* _Task_:
Continue the Press-Register text on Amtrak funding, starting after its last sentence.
== Document excerpt
Response published by the Mobile Press-Register, July 23, 2007

More passenger rail service needed
Mobile Press-Register
July 23, 2007

Regarding the July 17 editorial, “Democrats seek more funds for boondoggle,” Americans want more passenger rail service. In 2006, a Harris poll indicated that 79 percent want to see an increasing proportion of traffic going by inter-city commuter rail.

Perhaps this is why the Republican-controlled Congress defied the Bush administration’s efforts to shut down Amtrak.

Amtrak has seen record ridership in recent years. Ridership is up 5 percent through nine months of fiscal 2007 (October-June) compared with a year earlier. Travel on the Crescent, measured in passenger-miles, rose as well.

Passenger rail needs to serve more of America, so we have crafted a vision of passenger rail growth and expansion
(http://www.narprail.org/vision) in which Alabama would be a major beneficiary.

ROSS B. CAPON
Executive Director
National Association of Railroad Passengers
Washington


© 2007 Press-Register

Editorial: Democrats seek more funds for boondoggle Tuesday, July 17, 2007
Mobile Press-Register

IN THE 2006 congressional election, the Democrats successfully exploited the Republicans’ hypocrisy on federal spending, hitting the GOP again and again for preaching fiscal discipline while running up the budget deficit.

The Republicans certainly had it coming: They passed spending bills loaded with thousands of pork barrel projects, substantially increased discretionary spending on domestic programs, and added more than $500 billion to the tab for Medicare by approving a prescription drug benefit.

But if voters thought the Democratic Party—the party of big government—would show any more restraint when it gained controlled on Capitol Hill, they can now rid themselves of that delusion.

Consider proposals currently under consideration in the House and Senate to increase funding for that classic federal boondoggle, Amtrak.
====
== Data listing
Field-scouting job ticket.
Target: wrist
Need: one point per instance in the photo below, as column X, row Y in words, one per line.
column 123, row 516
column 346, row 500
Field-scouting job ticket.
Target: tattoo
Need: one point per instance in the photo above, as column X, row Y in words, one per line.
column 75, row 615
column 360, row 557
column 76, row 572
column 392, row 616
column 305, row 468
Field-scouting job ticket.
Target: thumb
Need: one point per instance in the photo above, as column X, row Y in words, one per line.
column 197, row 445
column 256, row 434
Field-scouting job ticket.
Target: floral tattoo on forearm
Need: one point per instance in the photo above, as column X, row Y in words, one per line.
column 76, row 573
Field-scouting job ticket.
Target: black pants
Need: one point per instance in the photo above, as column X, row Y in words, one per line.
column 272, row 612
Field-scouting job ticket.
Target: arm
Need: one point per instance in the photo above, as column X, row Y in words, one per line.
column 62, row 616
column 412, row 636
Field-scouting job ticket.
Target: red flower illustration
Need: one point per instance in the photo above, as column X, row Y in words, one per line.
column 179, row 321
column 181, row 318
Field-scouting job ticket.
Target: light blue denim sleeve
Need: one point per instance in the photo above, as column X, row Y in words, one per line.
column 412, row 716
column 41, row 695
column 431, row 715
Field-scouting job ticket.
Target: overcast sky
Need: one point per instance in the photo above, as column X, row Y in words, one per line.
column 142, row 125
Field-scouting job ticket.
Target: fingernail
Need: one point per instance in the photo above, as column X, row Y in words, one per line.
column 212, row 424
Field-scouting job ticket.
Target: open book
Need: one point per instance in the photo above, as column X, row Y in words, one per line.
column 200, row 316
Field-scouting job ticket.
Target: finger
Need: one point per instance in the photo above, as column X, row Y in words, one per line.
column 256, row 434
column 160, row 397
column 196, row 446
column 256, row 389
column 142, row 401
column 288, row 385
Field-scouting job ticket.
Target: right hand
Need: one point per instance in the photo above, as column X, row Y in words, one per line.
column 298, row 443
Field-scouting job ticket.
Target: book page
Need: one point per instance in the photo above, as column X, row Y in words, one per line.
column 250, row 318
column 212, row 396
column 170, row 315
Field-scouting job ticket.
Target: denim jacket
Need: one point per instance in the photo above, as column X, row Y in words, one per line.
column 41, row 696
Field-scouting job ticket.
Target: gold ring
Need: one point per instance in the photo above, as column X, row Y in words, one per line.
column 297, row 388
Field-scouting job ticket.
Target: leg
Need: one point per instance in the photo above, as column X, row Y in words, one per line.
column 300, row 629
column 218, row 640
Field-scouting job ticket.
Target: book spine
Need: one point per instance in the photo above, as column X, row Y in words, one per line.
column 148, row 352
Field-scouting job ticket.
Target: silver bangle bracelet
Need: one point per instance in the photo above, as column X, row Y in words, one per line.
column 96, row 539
====
== Data listing
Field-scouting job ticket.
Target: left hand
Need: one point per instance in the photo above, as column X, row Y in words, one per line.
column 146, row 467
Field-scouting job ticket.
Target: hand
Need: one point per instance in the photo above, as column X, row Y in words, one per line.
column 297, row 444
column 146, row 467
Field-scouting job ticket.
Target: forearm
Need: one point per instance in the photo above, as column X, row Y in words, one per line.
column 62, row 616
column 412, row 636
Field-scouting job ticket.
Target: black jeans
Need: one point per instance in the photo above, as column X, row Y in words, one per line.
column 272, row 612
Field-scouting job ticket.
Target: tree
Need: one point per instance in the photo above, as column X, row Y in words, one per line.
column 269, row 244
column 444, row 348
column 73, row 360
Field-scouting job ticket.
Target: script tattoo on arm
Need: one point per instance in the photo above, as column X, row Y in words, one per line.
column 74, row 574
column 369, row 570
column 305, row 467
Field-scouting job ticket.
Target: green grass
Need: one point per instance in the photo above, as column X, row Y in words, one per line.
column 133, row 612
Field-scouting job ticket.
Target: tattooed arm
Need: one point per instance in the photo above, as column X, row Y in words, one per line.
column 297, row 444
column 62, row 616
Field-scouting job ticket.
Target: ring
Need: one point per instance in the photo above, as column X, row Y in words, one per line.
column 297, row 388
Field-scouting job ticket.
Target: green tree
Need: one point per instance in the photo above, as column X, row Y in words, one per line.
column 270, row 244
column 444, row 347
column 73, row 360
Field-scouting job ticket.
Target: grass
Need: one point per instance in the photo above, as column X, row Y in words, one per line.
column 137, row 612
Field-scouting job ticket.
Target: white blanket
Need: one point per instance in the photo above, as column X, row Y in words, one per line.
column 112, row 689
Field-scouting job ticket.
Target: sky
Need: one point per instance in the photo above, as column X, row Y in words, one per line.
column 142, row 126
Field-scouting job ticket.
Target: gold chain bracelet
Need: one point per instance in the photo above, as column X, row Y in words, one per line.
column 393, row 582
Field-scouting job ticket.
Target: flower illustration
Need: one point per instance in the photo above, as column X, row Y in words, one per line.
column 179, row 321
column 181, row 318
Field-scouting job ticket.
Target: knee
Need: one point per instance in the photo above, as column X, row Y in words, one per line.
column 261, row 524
====
* _Response for this exercise_:
To fiscal conservatives, the survival of Amtrak under a Republican Congress was symbolic of the larger failure of Republican leaders to rein in spending.

In its 37 years of existence, Amtrak has never broken even. The original sponsors of the rail service envisioned it receiving federal subsidies for a few years before it established itself and began turning a profit. Instead, the losses—and the subsidies—kept piling up, making it a fat target for critics of wasteful federal spending.

The Republicans failed to stop the gravy train while they were in charge. Some GOP leaders, including Sen. Trent Lott of Mississippi, strongly backed more subsidies for Amtrak.

Now that the Democrats are in charge, the outlook for wasteful spending on lightly used rail service has never looked better.

Both the House and Senate budget committees have approved significant increases in Amtrak’s federal subsidy. The House bill would increase Amtrak’s fiscal year 2008 budget from $1.3 billion to $1.4 billion; the Senate measure contains a slightly more modest $70 million increase in the subsidy.

Amtrak’s supporters argue that Americans need mass transit as an alternative to highway and air travel. The trouble with that argument is that Americans literally don’t buy it; or at least they don’t choose to travel in large numbers on Amtrak.

On average, more than 50 percent of the seats on Amtrak trains go unoccupied. Ridership did increase by 5.4 percent in the first six months of 2007, but that’s not nearly enough for Amtrak to overcome its financial woes.

President Bush has a far more realistic view of Amtrak’s worth to the taxpayers. He wants to cut its subsidy to $800 million.

That would be a good first step toward phasing out taxpayer bailouts for Amtrak. If the Democrats really do want to be good stewards of public money, they should join the president in eliminating mass transit funding that supports services the public doesn’t use.